▼▼▼

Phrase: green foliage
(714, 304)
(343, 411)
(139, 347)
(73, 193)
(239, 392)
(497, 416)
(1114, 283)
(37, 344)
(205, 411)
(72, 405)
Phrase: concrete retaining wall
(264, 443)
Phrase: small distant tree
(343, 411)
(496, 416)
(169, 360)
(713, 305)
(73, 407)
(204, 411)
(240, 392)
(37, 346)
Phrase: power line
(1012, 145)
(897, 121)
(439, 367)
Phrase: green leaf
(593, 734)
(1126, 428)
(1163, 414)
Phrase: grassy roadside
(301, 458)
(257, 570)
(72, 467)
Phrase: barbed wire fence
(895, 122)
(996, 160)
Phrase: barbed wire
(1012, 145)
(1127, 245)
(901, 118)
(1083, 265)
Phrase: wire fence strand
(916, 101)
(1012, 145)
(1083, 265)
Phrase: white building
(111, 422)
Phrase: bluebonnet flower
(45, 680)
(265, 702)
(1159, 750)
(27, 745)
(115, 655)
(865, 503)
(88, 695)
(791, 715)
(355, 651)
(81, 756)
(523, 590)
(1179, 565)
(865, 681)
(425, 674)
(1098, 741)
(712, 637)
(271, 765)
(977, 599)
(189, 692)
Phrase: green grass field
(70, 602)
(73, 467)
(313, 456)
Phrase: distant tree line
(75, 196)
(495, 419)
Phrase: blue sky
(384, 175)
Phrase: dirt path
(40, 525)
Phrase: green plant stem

▲▲▲
▼▼▼

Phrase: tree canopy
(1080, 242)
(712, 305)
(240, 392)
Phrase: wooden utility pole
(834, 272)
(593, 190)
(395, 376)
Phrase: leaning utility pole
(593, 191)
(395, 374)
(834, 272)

▲▲▲

Above this task is a listing. Restate, word for word and with nothing added, the lines from the one with "Phrase: white building" through the one with "Phrase: green plant stem".

Phrase: white building
(111, 422)
Phrase: bluebonnet flower
(45, 680)
(265, 702)
(1159, 750)
(27, 745)
(115, 655)
(865, 503)
(88, 695)
(791, 715)
(355, 651)
(81, 756)
(523, 590)
(1179, 565)
(865, 681)
(425, 674)
(1098, 741)
(712, 637)
(271, 765)
(977, 599)
(189, 692)
Phrase: green grass field
(70, 602)
(73, 467)
(313, 456)
Phrase: distant tree line
(75, 196)
(495, 419)
Phrase: blue sky
(384, 175)
Phrase: dirt path
(40, 525)
Phrase: green plant stem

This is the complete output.